ENTRIES SHOWN:
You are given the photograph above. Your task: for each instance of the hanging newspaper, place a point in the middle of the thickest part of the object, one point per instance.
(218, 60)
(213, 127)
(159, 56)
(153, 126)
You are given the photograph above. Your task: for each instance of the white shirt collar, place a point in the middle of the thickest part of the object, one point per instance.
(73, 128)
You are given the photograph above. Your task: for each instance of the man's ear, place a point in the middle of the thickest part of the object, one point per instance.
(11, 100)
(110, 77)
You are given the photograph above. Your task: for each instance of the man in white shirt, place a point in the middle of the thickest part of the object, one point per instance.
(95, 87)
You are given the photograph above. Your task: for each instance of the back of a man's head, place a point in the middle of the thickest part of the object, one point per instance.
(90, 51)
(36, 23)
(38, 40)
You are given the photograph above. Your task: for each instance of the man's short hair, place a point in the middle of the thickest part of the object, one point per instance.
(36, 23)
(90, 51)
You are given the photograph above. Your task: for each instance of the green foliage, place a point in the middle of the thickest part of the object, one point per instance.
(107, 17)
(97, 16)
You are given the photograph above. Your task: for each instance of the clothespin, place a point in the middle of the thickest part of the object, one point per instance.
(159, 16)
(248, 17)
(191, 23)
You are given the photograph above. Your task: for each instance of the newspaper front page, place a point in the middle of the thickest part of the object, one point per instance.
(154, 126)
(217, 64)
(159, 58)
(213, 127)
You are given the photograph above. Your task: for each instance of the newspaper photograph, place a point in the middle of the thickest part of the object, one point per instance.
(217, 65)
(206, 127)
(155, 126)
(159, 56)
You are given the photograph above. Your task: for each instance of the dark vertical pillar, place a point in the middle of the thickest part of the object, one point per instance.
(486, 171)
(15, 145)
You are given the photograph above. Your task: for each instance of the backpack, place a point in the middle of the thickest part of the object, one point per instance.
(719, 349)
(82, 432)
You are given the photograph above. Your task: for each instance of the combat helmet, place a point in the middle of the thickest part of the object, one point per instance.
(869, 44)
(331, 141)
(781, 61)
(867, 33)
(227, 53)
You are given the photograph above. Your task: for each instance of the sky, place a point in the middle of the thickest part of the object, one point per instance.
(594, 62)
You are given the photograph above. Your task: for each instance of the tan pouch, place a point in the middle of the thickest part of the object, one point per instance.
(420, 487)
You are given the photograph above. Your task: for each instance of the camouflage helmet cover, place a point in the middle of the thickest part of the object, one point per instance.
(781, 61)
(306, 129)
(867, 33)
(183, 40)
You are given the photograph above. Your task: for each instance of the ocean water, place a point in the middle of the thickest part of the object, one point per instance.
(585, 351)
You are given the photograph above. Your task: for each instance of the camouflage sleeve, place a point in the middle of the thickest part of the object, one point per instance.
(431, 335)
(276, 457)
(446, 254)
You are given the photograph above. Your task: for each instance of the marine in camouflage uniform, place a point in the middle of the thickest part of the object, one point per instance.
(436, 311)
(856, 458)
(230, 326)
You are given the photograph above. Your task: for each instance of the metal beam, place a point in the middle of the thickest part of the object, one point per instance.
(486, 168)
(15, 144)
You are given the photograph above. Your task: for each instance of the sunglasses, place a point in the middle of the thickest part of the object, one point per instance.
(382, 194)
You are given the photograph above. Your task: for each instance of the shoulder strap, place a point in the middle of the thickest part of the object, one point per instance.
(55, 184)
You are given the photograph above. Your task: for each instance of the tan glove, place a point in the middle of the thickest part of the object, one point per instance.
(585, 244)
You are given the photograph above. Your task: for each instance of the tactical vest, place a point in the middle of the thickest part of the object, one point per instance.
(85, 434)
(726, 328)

WHAT NEEDS TO BE DONE: Every entry needs to be retyped exactly.

FINISHED TASK:
You are given the photograph above. Your task: for each instance of the hanging newspaper, place a point in the middle of the thickest part of the object, one point per instance.
(218, 60)
(213, 127)
(159, 56)
(153, 126)
You are given the photograph above. Your task: for each instance of the white shirt collar, place a point in the middle of the thickest part of the object, one point per instance.
(73, 128)
You are given the photograph above. Your task: for each instance of the man's ear, place a point in the middle of the thickest part of the object, one point per instance.
(11, 100)
(110, 77)
You are given the photograph above. Your task: for each instance of the man in white shirt, place a point in the middle of the thickest part of the object, one point per instance.
(95, 87)
You are given the photograph above. Your task: for each instance of the back of a man's head, place a point in the middle of the thickest part of the object, one point per instance.
(90, 51)
(36, 23)
(38, 40)
You are given the photograph above. Your task: for each instance of the man's short hair, place a point in the middle of the thickest part of the object, one point per instance.
(36, 23)
(90, 51)
You are given the photograph above. Your task: for each instance of the green foliage, place a point in the middle of the thickest part of the object, one point per instance.
(107, 17)
(97, 16)
You are given the photograph above. Your task: for each instance of the clothespin, place a point in the middle of the thickest part of the object, one point per instance.
(159, 16)
(248, 17)
(191, 23)
You are given the photograph above. Your task: for each instance of the newspaper front page, place a point in the middle of the thickest part of the object, one point per instance.
(154, 126)
(217, 64)
(159, 58)
(213, 127)
You are given the photograph above. Your task: for each instance of the newspaper photograph, place a point in the middle of the thickest part of the object, one point per instance.
(217, 65)
(206, 127)
(155, 126)
(159, 56)
You are given the photograph above. Your task: for each instance of the dark vertical pillar, place a point in the middle of the thickest part of the object, one point per instance.
(486, 171)
(15, 145)
You are given the photograph above. Your task: for each instance of the backpack, place a point in the middle of the thickest part of the object, one point per instance.
(719, 349)
(82, 432)
You are given the photograph above. Your task: for each instance of the combat helmet, place a point in the middle of the thickest part of the object, one point per instance.
(869, 44)
(331, 141)
(781, 61)
(867, 33)
(227, 53)
You are given the photograph above. Your task: for each instance of the sky, place a point in the middle of the thickest part of the object, one point per instance.
(594, 62)
You are given the photograph above. Your task: for each instance of the tan pouch, place a point in the middle of the thickest part of the object, one point per instance.
(420, 487)
You are given the photograph above. Your task: for each instance of the camouflage helmet cover, place a point in the middle of the thickest part of the object, one point per instance.
(781, 61)
(306, 129)
(867, 33)
(183, 40)
You are given the photograph above. Your task: for each instance of the ocean water, place a point in the middle of the thickest part of the object, one point per instance.
(585, 351)
You are given the photograph above. Your task: for each instance of the camouflage sleeve, place a point in the middle of the thickest part of the object, one point per instance.
(431, 335)
(276, 457)
(446, 254)
You are given the photograph above. Your task: for each instance of the marine in camouflage uniform, place a point in the middle of the thickest part of the object, one point per instance.
(436, 311)
(856, 458)
(230, 326)
You are given the photograph above. Your task: for each instance of the metal beam, place a point in the middle of the thickest part of the object, one point per instance.
(486, 168)
(15, 144)
You are given the photograph above. Your task: for each instance of the sunglasses, place a point in the middle of the thickest part of the object, one point per instance.
(382, 194)
You are given the photograph above. Your task: for each instance of the shoulder strap, place a point in the middle of the thickest part of the object, one point per instance.
(55, 184)
You are given the photograph above. Your task: for each instance of the tan glove, place a point in the middle of the thickest part of the object, one point per instance.
(585, 244)
You are given the photograph above. Your task: for each instance of the tactical vest, place a point in the middle of the thickest part of the object, one point per instance.
(85, 434)
(726, 328)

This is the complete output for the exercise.